> [Extracted information]:
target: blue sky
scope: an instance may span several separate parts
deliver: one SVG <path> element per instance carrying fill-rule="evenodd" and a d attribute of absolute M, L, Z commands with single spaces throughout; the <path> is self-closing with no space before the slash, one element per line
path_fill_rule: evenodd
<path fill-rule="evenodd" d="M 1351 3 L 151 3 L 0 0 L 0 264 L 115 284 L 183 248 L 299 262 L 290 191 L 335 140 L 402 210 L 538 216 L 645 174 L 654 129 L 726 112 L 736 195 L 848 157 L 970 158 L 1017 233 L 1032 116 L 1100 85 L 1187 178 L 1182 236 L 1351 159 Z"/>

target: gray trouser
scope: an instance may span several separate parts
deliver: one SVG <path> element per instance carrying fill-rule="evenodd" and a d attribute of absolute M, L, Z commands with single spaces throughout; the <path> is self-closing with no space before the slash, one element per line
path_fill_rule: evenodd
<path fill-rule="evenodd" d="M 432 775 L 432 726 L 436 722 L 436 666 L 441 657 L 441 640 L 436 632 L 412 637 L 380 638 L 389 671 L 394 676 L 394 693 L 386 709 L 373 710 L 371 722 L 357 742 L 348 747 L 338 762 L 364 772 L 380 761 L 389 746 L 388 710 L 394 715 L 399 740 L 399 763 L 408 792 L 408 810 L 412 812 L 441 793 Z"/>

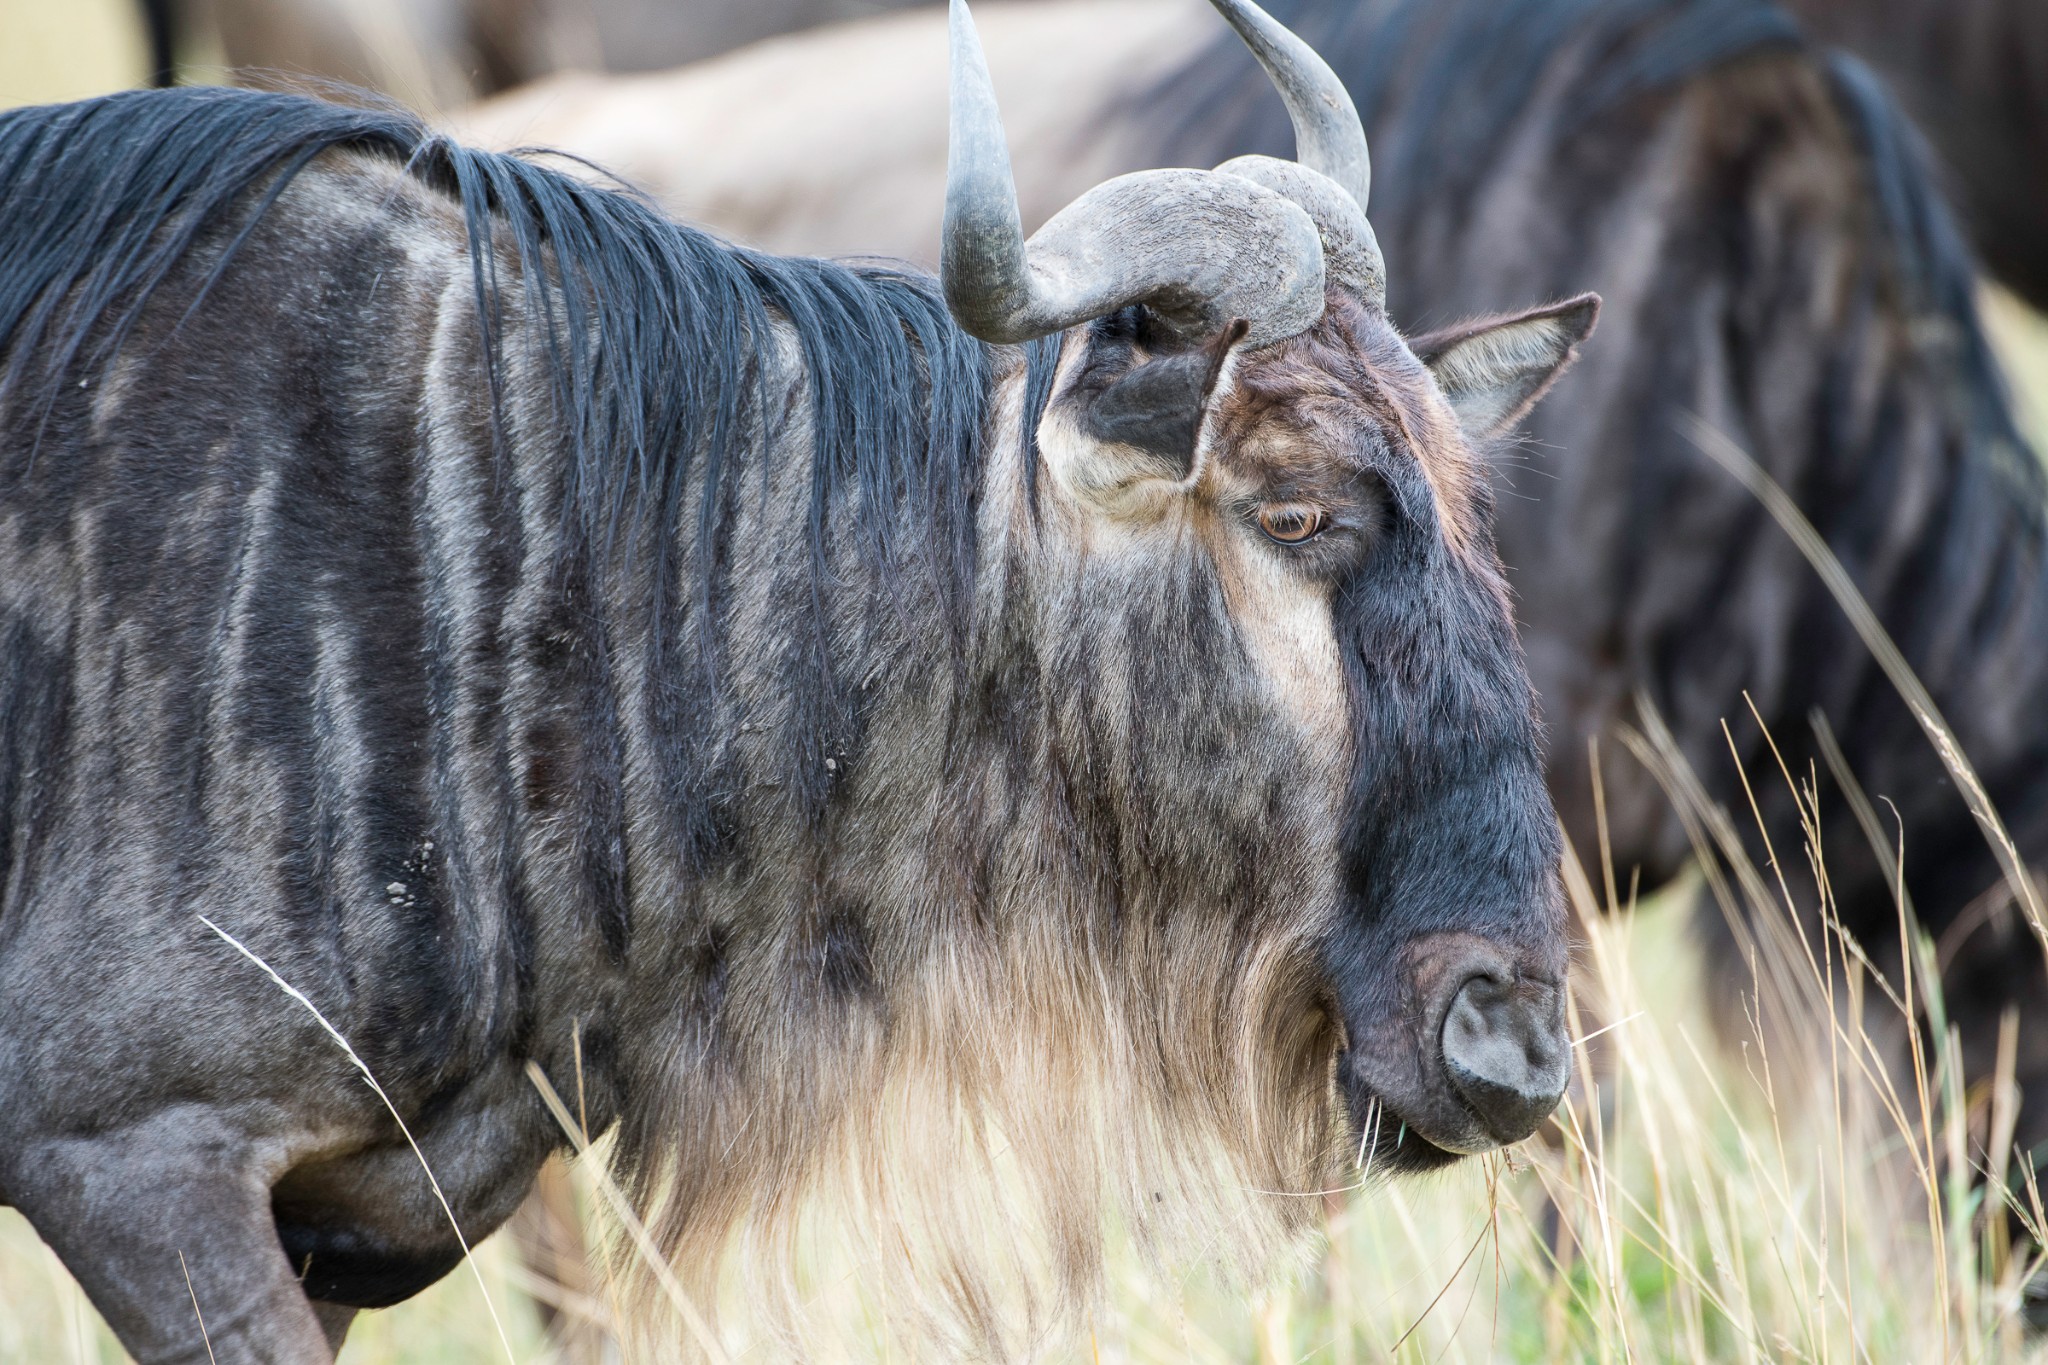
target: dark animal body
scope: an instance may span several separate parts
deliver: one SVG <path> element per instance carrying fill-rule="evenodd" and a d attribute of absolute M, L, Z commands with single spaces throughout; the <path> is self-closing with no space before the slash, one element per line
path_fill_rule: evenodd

> [The task]: Quote each entry above verbatim and drop the pictures.

> [Solution below]:
target: blue sky
scope: an instance may span several separate parts
deliver: one SVG <path> element per instance carrying fill-rule="evenodd" and a d attribute of absolute M, L, Z commands with single spaces throughout; the <path> is self-closing with no space before the slash, one element per line
path_fill_rule: evenodd
<path fill-rule="evenodd" d="M 1351 3 L 151 3 L 0 0 L 0 264 L 115 284 L 183 248 L 299 262 L 290 191 L 335 140 L 402 210 L 538 216 L 645 174 L 654 129 L 726 112 L 736 195 L 848 157 L 970 158 L 1017 233 L 1032 116 L 1100 85 L 1187 178 L 1182 236 L 1351 159 Z"/>

target: gray trouser
scope: an instance may span several separate parts
deliver: one SVG <path> element per instance carrying fill-rule="evenodd" and a d attribute of absolute M, L, Z commands with single spaces throughout; the <path> is self-closing with no space before the slash, one element per line
path_fill_rule: evenodd
<path fill-rule="evenodd" d="M 432 775 L 432 726 L 436 722 L 436 666 L 441 657 L 441 640 L 436 632 L 412 637 L 380 638 L 389 671 L 394 676 L 394 693 L 386 709 L 373 710 L 371 722 L 357 742 L 348 747 L 338 762 L 364 772 L 380 761 L 389 746 L 388 710 L 394 715 L 399 740 L 399 763 L 408 792 L 408 810 L 412 812 L 441 793 Z"/>

target: dark animal body
scope: an instance may span several separate parts
deliver: one SVG <path> element per instance carrying fill-rule="evenodd" and a d attribute of absolute M, L, Z commands with single spaces throughout; the <path> is self-closing with no space before the slash, one element per line
path_fill_rule: evenodd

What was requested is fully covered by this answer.